→ **Exercise details**: If an entry holds a picture, leave the picture out and output everything else exactly.

*** Block opens ***

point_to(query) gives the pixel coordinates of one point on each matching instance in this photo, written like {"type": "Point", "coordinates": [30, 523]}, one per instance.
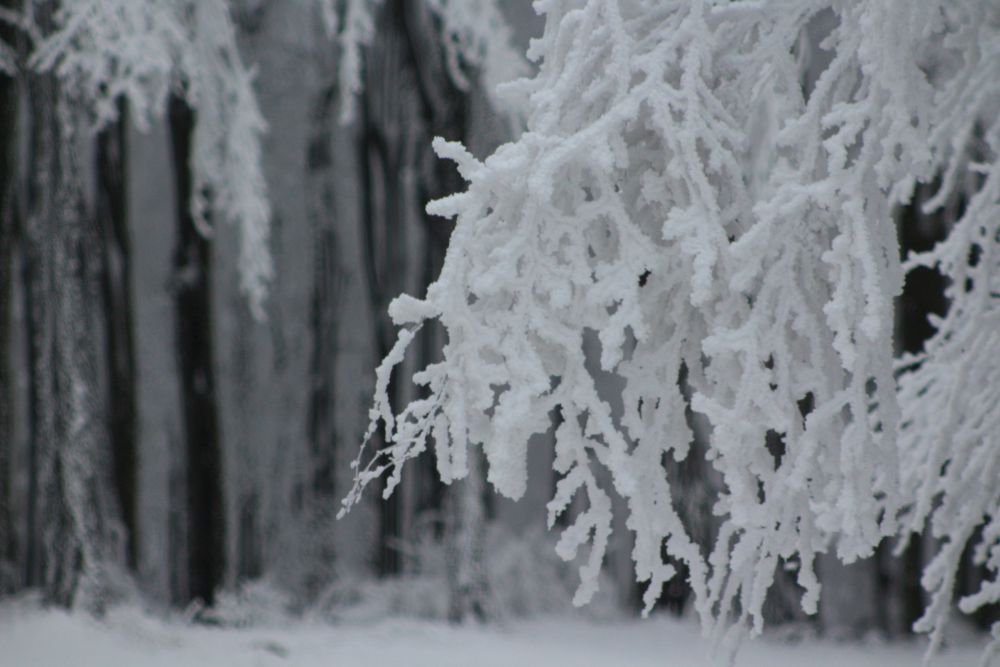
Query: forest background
{"type": "Point", "coordinates": [222, 424]}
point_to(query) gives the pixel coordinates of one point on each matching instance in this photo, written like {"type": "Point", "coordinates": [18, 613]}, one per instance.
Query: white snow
{"type": "Point", "coordinates": [49, 638]}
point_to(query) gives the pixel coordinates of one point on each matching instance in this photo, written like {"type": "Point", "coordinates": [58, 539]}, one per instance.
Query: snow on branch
{"type": "Point", "coordinates": [713, 204]}
{"type": "Point", "coordinates": [950, 436]}
{"type": "Point", "coordinates": [142, 52]}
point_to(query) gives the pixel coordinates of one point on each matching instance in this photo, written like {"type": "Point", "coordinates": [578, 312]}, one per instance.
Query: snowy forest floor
{"type": "Point", "coordinates": [34, 637]}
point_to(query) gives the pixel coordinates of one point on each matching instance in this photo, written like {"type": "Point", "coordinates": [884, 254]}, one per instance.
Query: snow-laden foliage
{"type": "Point", "coordinates": [143, 51]}
{"type": "Point", "coordinates": [950, 393]}
{"type": "Point", "coordinates": [474, 35]}
{"type": "Point", "coordinates": [709, 186]}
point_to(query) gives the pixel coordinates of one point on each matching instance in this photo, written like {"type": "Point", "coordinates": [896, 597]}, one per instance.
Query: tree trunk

*** Block closes ***

→ **Problem solution**:
point_to(query) gives the pixel coordinates of one point on each matching instance in this photo, written like {"type": "Point", "coordinates": [30, 523]}, one per instance.
Query: forest background
{"type": "Point", "coordinates": [222, 424]}
point_to(query) gives the pixel coordinates of one point on each matching instance in this photo, written like {"type": "Point", "coordinates": [18, 613]}, one per instance.
Query: white snow
{"type": "Point", "coordinates": [49, 638]}
point_to(query) gives the pixel coordinates of one point on each matching instance in this photo, written like {"type": "Point", "coordinates": [58, 539]}, one per instance.
Query: snow on branch
{"type": "Point", "coordinates": [713, 204]}
{"type": "Point", "coordinates": [950, 436]}
{"type": "Point", "coordinates": [142, 52]}
point_to(query) gives the pixel coordinates of one point on each matching instance in this photo, written like {"type": "Point", "coordinates": [578, 312]}, one per instance.
Query: snowy forest floor
{"type": "Point", "coordinates": [34, 637]}
point_to(query) gives the pixel coordinates of one point on each matching instance in this photo, written like {"type": "Point", "coordinates": [884, 254]}, one per instance.
Query: snow-laden foliage
{"type": "Point", "coordinates": [143, 51]}
{"type": "Point", "coordinates": [950, 393]}
{"type": "Point", "coordinates": [474, 35]}
{"type": "Point", "coordinates": [709, 186]}
point_to(query) gives the pixel coordinates of one point on each matching instance in this photo, written like {"type": "Point", "coordinates": [896, 597]}, one per instance.
Query: tree trunk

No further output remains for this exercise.